PROBLEM DETAILS: An exact reproduction of all entries is expected.

LISTED RECORDS below:

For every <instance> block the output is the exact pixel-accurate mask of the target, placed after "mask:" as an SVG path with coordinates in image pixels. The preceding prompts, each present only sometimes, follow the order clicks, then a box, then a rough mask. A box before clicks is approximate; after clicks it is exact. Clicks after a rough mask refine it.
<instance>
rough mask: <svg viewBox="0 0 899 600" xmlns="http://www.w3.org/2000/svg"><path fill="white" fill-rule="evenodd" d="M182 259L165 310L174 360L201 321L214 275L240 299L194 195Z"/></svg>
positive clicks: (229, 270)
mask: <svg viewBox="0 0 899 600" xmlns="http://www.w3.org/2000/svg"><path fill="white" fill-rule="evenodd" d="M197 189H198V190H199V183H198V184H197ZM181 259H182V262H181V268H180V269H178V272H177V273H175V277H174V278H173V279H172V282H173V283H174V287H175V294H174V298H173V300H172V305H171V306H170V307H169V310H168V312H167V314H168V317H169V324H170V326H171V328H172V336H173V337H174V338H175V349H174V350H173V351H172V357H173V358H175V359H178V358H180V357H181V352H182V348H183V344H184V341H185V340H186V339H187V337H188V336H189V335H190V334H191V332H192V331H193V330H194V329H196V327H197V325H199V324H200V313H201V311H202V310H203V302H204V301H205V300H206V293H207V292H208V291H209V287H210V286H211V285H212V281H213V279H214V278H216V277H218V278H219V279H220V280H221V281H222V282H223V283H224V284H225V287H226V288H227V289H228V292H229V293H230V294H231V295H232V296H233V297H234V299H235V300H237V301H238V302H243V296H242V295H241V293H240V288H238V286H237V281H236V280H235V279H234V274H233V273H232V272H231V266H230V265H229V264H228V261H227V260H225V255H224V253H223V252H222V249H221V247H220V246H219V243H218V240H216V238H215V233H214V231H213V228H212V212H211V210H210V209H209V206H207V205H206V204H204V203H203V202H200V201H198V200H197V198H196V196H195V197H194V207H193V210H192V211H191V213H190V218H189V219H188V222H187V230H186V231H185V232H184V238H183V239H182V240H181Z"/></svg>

End of LISTED RECORDS.

WRITTEN RESPONSE:
For every <instance> block the output is the exact pixel-accurate mask of the target, placed after "mask:" as an SVG path with coordinates in image pixels. The preceding prompts, each present only sometimes, follow the order clicks, then a box, then a rough mask. A box before clicks is approximate; after clicks it is exact. Clicks after a rough mask refine it.
<instance>
rough mask: <svg viewBox="0 0 899 600" xmlns="http://www.w3.org/2000/svg"><path fill="white" fill-rule="evenodd" d="M182 259L165 310L174 360L201 321L214 275L240 299L194 195Z"/></svg>
positive clicks: (229, 270)
mask: <svg viewBox="0 0 899 600" xmlns="http://www.w3.org/2000/svg"><path fill="white" fill-rule="evenodd" d="M197 189H198V190H199V183H198V184H197ZM181 259H182V262H181V268H180V269H178V272H177V273H175V277H174V278H173V279H172V282H173V283H174V287H175V294H174V298H173V300H172V305H171V306H170V307H169V310H168V312H167V314H168V317H169V324H170V326H171V328H172V336H173V337H174V338H175V349H174V350H173V351H172V357H173V358H175V359H178V358H180V357H181V352H182V348H183V344H184V341H185V340H186V339H187V337H188V336H189V335H190V334H191V332H192V331H193V330H194V329H196V327H197V325H199V324H200V313H201V311H202V310H203V302H204V301H205V300H206V293H207V292H208V291H209V287H210V286H211V285H212V281H213V279H214V278H216V277H218V278H219V279H220V280H221V281H222V282H223V283H224V284H225V287H226V288H227V289H228V292H229V293H230V294H231V295H232V296H233V297H234V299H235V300H237V301H238V302H243V296H242V295H241V293H240V288H238V286H237V281H236V280H235V279H234V274H233V273H232V272H231V266H230V265H229V264H228V261H227V260H225V255H224V253H223V252H222V249H221V247H220V246H219V243H218V240H216V238H215V233H214V231H213V228H212V212H211V210H210V209H209V206H207V205H206V204H204V203H203V202H200V201H198V200H197V198H196V196H195V197H194V207H193V210H192V211H191V213H190V218H189V219H188V222H187V230H186V231H185V232H184V238H183V239H182V240H181Z"/></svg>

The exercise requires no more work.